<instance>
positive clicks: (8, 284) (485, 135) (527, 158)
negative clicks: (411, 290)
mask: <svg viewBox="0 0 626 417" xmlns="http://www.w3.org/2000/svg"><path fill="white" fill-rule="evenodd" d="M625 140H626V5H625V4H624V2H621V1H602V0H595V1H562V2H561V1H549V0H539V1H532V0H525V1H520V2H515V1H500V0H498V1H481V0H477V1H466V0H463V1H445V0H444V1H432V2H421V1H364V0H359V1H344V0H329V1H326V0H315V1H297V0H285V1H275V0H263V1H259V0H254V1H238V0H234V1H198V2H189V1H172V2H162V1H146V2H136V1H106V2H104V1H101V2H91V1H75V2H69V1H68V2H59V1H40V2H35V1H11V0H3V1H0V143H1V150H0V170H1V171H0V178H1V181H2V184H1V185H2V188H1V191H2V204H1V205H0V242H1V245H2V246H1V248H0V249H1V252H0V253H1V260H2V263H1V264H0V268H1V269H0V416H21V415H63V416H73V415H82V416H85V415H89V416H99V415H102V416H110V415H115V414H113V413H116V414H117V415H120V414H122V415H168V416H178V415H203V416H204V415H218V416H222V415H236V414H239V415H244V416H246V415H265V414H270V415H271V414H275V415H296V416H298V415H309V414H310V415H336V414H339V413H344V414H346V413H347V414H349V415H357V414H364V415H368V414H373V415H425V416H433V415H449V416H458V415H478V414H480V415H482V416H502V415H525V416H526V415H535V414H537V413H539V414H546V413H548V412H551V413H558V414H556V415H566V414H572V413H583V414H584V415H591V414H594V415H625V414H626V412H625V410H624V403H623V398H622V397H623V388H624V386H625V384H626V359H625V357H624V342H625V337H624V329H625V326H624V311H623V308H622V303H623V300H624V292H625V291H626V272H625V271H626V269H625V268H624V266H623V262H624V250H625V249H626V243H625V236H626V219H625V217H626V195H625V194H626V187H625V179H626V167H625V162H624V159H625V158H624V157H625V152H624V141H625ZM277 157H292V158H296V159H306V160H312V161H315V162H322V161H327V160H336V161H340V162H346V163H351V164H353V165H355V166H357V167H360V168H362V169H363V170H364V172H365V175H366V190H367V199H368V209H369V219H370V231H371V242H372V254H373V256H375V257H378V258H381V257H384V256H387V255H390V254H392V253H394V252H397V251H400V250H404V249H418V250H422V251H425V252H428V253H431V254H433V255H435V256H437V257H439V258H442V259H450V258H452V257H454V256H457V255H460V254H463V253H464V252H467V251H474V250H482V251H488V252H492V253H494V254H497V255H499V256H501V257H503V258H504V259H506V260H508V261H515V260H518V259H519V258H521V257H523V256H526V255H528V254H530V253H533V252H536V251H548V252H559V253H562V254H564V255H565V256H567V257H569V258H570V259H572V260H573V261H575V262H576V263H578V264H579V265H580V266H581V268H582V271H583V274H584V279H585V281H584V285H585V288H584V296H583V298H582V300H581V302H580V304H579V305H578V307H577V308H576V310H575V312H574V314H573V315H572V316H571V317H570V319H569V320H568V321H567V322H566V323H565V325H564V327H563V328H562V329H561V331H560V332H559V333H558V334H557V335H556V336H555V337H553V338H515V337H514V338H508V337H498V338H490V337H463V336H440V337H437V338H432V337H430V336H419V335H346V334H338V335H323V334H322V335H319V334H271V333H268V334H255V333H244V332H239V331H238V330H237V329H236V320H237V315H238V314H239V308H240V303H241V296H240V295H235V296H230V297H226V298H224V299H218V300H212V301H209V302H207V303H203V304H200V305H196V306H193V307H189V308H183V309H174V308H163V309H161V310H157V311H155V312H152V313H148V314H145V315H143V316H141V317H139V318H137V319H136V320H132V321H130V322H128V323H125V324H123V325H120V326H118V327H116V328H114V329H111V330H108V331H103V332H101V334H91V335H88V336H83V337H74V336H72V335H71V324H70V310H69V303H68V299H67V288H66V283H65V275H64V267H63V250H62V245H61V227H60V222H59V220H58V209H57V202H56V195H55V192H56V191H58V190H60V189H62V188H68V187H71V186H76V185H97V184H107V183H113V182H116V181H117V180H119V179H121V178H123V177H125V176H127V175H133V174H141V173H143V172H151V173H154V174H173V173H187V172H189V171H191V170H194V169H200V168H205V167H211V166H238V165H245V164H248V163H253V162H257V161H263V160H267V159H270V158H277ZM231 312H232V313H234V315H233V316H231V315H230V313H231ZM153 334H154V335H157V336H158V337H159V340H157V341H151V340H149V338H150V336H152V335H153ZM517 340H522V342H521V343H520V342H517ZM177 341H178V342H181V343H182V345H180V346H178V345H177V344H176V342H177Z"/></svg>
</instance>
○ ○ ○ ○ ○ ○ ○
### [REQUEST]
Reproduce the records above verbatim, keeping every line unchanged.

### [RESPONSE TO THIS TASK]
<instance>
positive clicks: (8, 284) (485, 135) (527, 158)
negative clicks: (411, 290)
mask: <svg viewBox="0 0 626 417" xmlns="http://www.w3.org/2000/svg"><path fill="white" fill-rule="evenodd" d="M625 140H626V5H625V4H624V2H621V1H602V0H595V1H562V2H561V1H549V0H539V1H532V0H525V1H520V2H515V1H500V0H498V1H481V0H477V1H466V0H463V1H445V0H444V1H432V2H421V1H364V0H359V1H344V0H329V1H326V0H315V1H297V0H285V1H275V0H263V1H259V0H254V1H238V0H234V1H198V2H189V1H172V2H162V1H146V2H136V1H106V2H104V1H101V2H91V1H75V2H69V1H68V2H59V1H40V2H35V1H11V0H3V1H0V143H1V150H0V170H1V171H0V178H1V181H2V184H1V185H2V188H1V191H2V204H1V205H0V242H1V245H2V246H1V248H0V249H1V252H0V253H1V260H2V263H1V264H0V268H1V269H0V416H21V415H63V416H73V415H82V416H85V415H89V416H99V415H102V416H110V415H115V414H113V413H116V414H117V415H120V414H122V415H168V416H178V415H203V416H204V415H218V416H222V415H236V414H239V415H244V416H246V415H265V414H270V415H271V414H275V415H296V416H298V415H309V414H310V415H336V414H339V413H344V414H346V413H347V414H349V415H357V414H364V415H368V414H373V415H425V416H433V415H449V416H458V415H478V414H480V415H482V416H502V415H525V416H526V415H535V414H537V413H539V414H546V413H548V412H551V413H558V414H556V415H566V414H572V413H583V414H584V415H591V414H594V415H625V414H626V412H625V410H624V403H623V398H622V397H623V388H624V386H625V384H626V359H625V357H624V342H625V337H624V329H625V326H624V311H623V308H622V303H623V300H624V292H625V291H626V272H625V271H626V269H625V268H624V266H623V262H624V250H625V249H626V243H625V236H626V219H625V217H626V195H625V194H626V187H625V179H626V167H625V162H624V159H625V158H624V157H625V152H624V141H625ZM277 157H292V158H296V159H306V160H312V161H315V162H322V161H327V160H336V161H340V162H346V163H351V164H353V165H355V166H357V167H360V168H362V169H363V170H364V172H365V175H366V190H367V199H368V209H369V219H370V231H371V242H372V254H373V256H375V257H378V258H381V257H384V256H387V255H390V254H392V253H394V252H397V251H400V250H404V249H418V250H422V251H425V252H428V253H431V254H433V255H435V256H437V257H439V258H442V259H450V258H452V257H454V256H457V255H460V254H463V253H464V252H467V251H474V250H482V251H488V252H492V253H494V254H497V255H499V256H501V257H503V258H504V259H506V260H508V261H515V260H518V259H519V258H521V257H523V256H526V255H528V254H530V253H533V252H536V251H548V252H559V253H562V254H564V255H565V256H567V257H569V258H570V259H572V260H573V261H575V262H576V263H578V264H579V265H580V266H581V268H582V271H583V274H584V279H585V281H584V285H585V288H584V296H583V298H582V300H581V302H580V304H579V305H578V307H577V308H576V310H575V312H574V314H573V315H572V316H571V317H570V319H569V320H568V321H567V322H566V323H565V325H564V327H563V328H562V329H561V331H560V332H559V333H558V334H557V335H556V336H555V337H553V338H515V337H514V338H508V337H498V338H490V337H463V336H440V337H437V338H432V337H430V336H419V335H346V334H338V335H323V334H322V335H319V334H271V333H268V334H255V333H244V332H239V331H238V330H237V329H236V320H237V315H238V314H239V308H240V303H241V296H240V295H235V296H230V297H226V298H224V299H218V300H212V301H209V302H207V303H203V304H200V305H196V306H193V307H189V308H183V309H174V308H163V309H161V310H157V311H155V312H152V313H148V314H145V315H143V316H141V317H139V318H137V319H136V320H132V321H130V322H128V323H125V324H123V325H120V326H118V327H116V328H114V329H111V330H108V331H103V332H101V334H91V335H88V336H83V337H74V336H72V335H71V324H70V310H69V303H68V299H67V288H66V283H65V275H64V267H63V250H62V245H61V227H60V222H59V220H58V209H57V202H56V195H55V192H56V191H58V190H60V189H62V188H68V187H71V186H76V185H97V184H107V183H113V182H116V181H117V180H119V179H121V178H123V177H125V176H127V175H133V174H141V173H143V172H151V173H154V174H173V173H187V172H189V171H191V170H194V169H200V168H205V167H211V166H238V165H245V164H248V163H253V162H257V161H263V160H267V159H270V158H277ZM231 312H232V313H234V315H233V316H231V315H230V313H231ZM153 334H154V335H157V336H158V337H159V340H157V341H151V340H149V338H150V336H152V335H153ZM517 340H522V342H521V343H520V342H517ZM177 341H178V342H181V343H182V345H180V346H178V345H177V344H176V342H177Z"/></svg>
</instance>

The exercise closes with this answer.